---------- Extracted text ----------
The Hollis Street Theatre (1885–1935) was a theatre in Boston, Massachusetts, that presented dramatic plays, opera, musical concerts, and other entertainments.

Brief history

Boston architect John R. Hall designed the 1,600-seat theatre in 1885, on the site of the former Hollis Street Church.  The interior was designed by Zachariah Mode, who also designed the interior of the Colonial Theater in Boston.

On opening night,

The new theatre was crowded to-night by an audience which came from among the best people in Boston. The street was crowded with people in the afternoon, and it was almost impossible to get near the doors at the time they were opened. People holding tickets met with great difficulty in getting in, so that the audience was not entirely seated until some time after the curtain should have risen. As soon as they did get in, however, they found a roomy, gorgeous interior fitted up with every attention to comfort and decorated brightly in gold, blue, and white. Most of the tickets had been sold in advance by auction, and it has been impossible for several days to secure places for the opening performance. ... The Mikado ... made an immense hit to-night.
----------
#### What the task asks:
Please continue the history of the Hollis Street Theatre, starting after its last sentence.
---------- Supplied information ----------
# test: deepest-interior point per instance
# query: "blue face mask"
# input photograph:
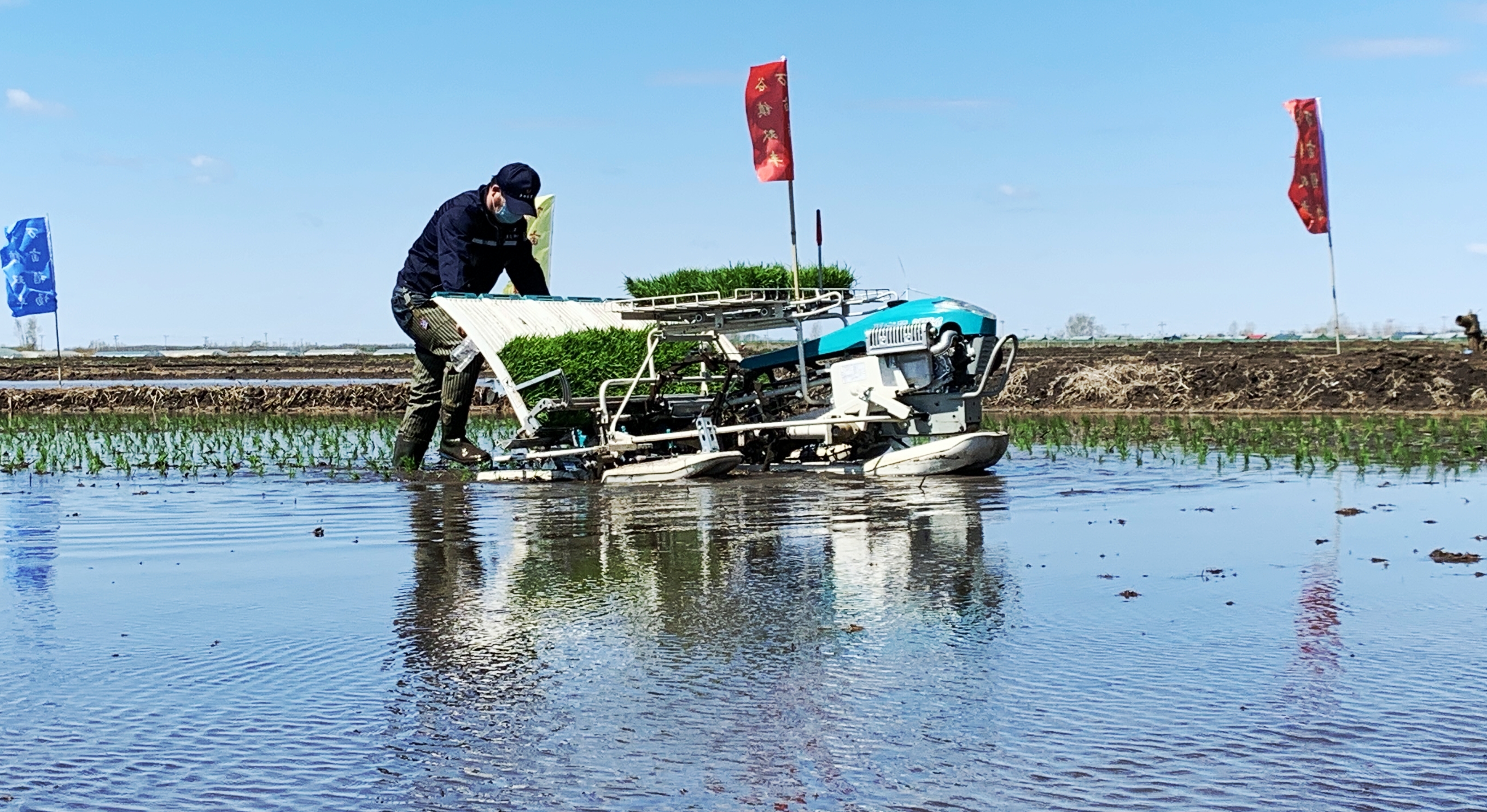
----------
#### Answer to this problem:
The many shows presented at the theatre featured a number of notables, including Maurice Barrymore, Sarah Bernhardt, William Gillette, Henry Irving, Doris Keane, Julia Marlowe and Ellen Terry. Others associated with the theatre included Isaac B. Rich; Edward E. Rice; Charles Frohmann.

The building was demolished in 1935.

Selected shows
 1885 - The Mikado by Gilbert and Sullivan; with D'Oyly Carte, John Stetson's company, Arthur Wilkinson, S. Cadwallader, John Howson, Signor Brocolini, Laura Clement, Hattie Delaro, Rosa Cooke.
 1886 - Nanon by F. Zell and Richard Genée; with Carleton Opera Co.
 1887 
 Daniela by Felix Phillippi; with Helena Modjeska
 Twelfth Night by Shakespeare; with Helen Modjeska
 Fedora by Victorien Sardou, with Sarah Bernhardt
 1888
 Uncle Tom's Cabin
 Cuisla-M-Chree by Dion Boucicault
 1892
 Richelieu by Edward Bulwer Lytton; with Daniel Goddard Crandon
 Hess and Hoss
 Men and Women 
 1896 - A Good Thing, with Peter F. Daily (approximate date)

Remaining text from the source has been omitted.